▶ [LIST OF TASKS]:
[a] Give again the stretch of the ambulance sat-nav delay report from "Ambulance delays due" through "new build information.", word for word.
[b] Carry on the report about ambulance delays from outdated satellite navigation systems, starting after its last sentence.

▶ [SELECTED EXCERPT]:
┏━━

Ambulance delays due to out of date satellite navigation systems could have contributed to two patient deaths, according to incidents reported to the National Reporting and Learning System.

Two reports “suggest the delay contributed to the patient’s death” while three other reports described delays attending cardiac arrests, “suggesting the patient was not given the best chance of survival”.

NHS England has sent out a patient safety alert to ambulance trusts after 66 reports were submitted between April 2012 and September 2013 relating to satellite navigation systems.

Systems should be up to date with the latest road layouts, addresses and new build information.

However, nine reports indicated new locations had not been uploaded onto the navigation system.

One of the reports into a patient death said that the device had not been updated with the new road layouts to include new estates built in the last few years. This caused a 10 minute delay to arriving on the scene of a cardiac arrest.

┗━━

▶ [INFORMATION GIVEN]:

┏━━

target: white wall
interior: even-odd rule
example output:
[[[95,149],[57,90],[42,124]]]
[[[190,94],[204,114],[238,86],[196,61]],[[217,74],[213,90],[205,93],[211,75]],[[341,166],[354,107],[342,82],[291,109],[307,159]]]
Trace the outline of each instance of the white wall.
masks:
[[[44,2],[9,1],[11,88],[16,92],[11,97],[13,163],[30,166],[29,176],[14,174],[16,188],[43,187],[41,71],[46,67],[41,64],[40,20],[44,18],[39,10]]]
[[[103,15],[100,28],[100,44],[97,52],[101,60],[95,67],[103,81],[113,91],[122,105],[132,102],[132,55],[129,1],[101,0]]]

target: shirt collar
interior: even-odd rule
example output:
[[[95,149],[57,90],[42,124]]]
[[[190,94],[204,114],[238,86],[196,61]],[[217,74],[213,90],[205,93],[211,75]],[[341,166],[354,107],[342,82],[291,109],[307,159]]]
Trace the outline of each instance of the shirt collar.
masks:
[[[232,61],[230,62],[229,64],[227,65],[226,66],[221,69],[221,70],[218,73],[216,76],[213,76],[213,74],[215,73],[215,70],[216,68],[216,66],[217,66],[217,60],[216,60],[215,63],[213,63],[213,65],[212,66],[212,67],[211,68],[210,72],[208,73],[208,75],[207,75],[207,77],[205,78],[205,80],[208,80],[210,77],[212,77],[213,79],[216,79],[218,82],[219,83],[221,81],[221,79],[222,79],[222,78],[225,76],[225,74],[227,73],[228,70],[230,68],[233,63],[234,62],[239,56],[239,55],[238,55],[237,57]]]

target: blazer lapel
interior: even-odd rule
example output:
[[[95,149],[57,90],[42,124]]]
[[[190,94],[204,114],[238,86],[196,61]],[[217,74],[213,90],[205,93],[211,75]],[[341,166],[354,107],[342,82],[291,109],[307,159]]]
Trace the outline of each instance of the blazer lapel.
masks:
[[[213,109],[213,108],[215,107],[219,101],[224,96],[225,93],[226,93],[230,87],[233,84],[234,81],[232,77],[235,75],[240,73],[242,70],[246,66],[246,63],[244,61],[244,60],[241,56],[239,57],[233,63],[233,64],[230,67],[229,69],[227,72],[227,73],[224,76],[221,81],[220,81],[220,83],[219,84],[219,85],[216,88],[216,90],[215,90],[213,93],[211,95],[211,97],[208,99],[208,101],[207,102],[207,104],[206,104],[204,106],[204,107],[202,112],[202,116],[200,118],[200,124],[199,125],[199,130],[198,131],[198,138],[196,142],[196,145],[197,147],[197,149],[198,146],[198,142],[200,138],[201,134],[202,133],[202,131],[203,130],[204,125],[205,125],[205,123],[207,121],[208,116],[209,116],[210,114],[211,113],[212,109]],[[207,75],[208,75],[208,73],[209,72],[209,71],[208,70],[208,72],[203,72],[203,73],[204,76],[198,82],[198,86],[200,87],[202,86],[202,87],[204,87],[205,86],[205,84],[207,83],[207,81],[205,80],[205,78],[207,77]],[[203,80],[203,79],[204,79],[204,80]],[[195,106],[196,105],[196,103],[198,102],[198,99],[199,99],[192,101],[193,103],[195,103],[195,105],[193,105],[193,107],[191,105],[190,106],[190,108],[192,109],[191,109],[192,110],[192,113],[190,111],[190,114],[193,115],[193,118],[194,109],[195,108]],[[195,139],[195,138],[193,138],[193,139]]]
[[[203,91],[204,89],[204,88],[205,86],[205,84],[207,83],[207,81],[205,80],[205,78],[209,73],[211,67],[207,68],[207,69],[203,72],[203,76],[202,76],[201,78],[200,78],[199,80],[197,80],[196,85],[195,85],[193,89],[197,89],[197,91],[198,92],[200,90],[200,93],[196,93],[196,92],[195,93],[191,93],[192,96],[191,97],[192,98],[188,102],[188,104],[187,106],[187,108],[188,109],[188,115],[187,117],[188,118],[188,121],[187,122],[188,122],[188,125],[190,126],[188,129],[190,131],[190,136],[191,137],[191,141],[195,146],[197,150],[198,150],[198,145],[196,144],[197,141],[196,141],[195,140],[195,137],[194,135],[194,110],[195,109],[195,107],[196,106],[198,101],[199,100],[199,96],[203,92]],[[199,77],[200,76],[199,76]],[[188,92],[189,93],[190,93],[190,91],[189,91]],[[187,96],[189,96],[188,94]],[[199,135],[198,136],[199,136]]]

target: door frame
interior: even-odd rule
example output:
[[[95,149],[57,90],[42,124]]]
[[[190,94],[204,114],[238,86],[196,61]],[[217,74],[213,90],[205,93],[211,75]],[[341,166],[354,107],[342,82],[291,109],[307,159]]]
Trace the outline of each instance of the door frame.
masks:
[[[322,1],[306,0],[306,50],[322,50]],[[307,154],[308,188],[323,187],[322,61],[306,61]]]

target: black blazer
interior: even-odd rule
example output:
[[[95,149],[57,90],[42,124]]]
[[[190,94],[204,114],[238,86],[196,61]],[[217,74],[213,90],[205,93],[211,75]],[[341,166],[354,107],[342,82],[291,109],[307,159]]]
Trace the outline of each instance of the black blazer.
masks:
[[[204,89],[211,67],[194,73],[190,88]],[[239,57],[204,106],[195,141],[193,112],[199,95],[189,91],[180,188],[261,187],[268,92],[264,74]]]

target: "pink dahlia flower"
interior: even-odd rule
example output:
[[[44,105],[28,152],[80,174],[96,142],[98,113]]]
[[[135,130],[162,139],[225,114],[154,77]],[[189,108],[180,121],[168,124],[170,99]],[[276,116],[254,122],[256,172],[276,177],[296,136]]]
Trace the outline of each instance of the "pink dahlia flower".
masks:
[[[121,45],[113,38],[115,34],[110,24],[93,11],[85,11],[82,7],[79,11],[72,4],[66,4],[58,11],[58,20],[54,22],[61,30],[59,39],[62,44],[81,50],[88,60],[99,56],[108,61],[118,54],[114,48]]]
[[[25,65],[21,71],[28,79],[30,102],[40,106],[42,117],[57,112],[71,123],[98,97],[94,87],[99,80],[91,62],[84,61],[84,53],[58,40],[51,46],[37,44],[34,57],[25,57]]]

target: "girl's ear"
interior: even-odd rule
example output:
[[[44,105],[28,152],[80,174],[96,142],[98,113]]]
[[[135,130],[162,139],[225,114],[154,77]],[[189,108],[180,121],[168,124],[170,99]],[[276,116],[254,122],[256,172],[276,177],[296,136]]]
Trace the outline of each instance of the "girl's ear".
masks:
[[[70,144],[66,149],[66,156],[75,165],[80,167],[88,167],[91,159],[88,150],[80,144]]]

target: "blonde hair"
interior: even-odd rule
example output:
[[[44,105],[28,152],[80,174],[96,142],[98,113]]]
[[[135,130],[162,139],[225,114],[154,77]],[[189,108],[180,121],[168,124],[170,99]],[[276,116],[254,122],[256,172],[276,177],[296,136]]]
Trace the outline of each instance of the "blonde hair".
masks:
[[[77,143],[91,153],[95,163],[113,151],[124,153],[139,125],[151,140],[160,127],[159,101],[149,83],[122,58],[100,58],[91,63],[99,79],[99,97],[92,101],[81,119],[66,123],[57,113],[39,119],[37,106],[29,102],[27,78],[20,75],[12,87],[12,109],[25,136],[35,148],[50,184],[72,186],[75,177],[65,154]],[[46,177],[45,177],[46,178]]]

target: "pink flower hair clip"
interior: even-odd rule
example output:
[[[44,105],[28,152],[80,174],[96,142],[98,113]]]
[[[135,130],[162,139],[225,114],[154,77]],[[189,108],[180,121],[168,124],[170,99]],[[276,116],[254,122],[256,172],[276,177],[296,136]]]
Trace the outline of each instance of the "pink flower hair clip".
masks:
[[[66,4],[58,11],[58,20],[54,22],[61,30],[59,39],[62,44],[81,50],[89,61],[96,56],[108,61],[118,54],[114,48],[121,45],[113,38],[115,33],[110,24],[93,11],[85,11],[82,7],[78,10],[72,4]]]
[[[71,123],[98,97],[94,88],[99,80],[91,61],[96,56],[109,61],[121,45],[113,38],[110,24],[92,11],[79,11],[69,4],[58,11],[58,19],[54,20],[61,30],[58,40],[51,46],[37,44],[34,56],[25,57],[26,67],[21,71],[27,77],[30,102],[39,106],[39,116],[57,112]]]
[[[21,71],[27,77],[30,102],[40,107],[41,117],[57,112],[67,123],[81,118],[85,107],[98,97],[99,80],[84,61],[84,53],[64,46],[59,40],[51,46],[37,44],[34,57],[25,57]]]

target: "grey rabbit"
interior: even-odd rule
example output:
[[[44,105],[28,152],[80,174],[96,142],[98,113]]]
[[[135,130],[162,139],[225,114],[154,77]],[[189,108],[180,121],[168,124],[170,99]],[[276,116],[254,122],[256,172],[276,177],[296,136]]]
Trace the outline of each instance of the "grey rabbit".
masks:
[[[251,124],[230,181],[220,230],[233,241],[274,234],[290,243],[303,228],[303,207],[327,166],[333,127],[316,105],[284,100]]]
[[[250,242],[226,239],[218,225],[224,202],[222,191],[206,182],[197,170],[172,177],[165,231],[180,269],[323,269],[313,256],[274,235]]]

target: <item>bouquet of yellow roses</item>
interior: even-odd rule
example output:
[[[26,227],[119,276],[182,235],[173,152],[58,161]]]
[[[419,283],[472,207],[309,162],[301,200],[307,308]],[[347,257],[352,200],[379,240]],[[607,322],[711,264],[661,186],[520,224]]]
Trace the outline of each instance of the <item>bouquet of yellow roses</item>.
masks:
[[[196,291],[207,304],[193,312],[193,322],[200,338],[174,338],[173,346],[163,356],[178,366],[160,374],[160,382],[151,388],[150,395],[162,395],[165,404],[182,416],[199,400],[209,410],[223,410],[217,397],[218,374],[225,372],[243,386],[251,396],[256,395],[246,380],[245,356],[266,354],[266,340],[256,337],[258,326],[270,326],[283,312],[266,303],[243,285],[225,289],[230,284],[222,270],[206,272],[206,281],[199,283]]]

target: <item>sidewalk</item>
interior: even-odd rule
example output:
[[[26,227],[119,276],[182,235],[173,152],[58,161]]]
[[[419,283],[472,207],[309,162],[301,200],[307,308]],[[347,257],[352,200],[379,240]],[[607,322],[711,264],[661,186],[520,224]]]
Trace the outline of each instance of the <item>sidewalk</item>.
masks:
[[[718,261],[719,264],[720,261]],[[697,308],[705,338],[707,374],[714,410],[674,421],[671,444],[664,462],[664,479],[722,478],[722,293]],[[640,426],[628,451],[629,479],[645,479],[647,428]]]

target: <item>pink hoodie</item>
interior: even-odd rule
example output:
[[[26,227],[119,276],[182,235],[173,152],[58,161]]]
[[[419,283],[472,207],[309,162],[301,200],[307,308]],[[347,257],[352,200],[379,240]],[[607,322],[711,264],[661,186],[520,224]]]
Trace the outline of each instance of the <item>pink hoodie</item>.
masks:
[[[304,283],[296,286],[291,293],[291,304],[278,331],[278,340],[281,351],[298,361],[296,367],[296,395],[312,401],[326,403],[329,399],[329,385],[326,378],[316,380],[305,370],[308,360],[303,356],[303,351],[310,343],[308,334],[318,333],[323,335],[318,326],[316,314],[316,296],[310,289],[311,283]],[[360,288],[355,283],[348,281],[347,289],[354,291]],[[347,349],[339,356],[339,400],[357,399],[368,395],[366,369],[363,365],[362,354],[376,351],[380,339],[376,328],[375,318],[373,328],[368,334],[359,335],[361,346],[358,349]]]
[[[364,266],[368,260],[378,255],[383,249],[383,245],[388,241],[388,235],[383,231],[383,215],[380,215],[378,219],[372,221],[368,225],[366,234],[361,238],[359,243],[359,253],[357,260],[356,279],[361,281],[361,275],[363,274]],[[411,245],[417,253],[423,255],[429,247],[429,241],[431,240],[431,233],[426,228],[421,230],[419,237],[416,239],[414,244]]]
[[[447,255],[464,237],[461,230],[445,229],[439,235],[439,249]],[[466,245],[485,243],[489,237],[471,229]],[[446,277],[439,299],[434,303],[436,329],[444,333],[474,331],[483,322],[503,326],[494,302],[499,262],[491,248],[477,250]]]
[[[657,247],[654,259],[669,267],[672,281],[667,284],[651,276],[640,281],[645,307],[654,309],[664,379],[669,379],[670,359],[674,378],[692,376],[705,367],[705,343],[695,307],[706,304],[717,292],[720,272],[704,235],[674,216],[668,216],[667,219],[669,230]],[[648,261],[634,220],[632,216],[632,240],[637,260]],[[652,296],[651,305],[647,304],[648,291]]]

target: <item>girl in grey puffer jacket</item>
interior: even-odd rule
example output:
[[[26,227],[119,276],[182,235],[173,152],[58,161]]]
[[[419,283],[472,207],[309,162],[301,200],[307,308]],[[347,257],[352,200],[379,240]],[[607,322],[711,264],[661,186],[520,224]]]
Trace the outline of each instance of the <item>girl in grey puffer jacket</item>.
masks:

┗━━

▶ [ANSWERS TO THIS EXERCISE]:
[a]
Ambulance delays due to out of date satellite navigation systems could have contributed to two patient deaths, according to incidents reported to the National Reporting and Learning System.

Two reports “suggest the delay contributed to the patient’s death” while three other reports described delays attending cardiac arrests, “suggesting the patient was not given the best chance of survival”.

NHS England has sent out a patient safety alert to ambulance trusts after 66 reports were submitted between April 2012 and September 2013 relating to satellite navigation systems.

Systems should be up to date with the latest road layouts, addresses and new build information.

[b]
The ambulance crew contacted its central control team but it “also seemed their maps were not up to date either”.

The report concluded that if the latest maps were programmed into the device, the patient may have received life support sooner.

Every six weeks digital updates are provided by the Ordnance Survey to ambulance trusts and detail all new addresses but the NRLS reports suggest the ambulance dispatch systems “were not always promptly updated”.

Ambulance trusts have been told to completely update their systems by 20 August.

An NHS England spokeswoman said: “It is vital that these ambulance systems remain up to date to prevent unnecessary delays in providing emergency care.”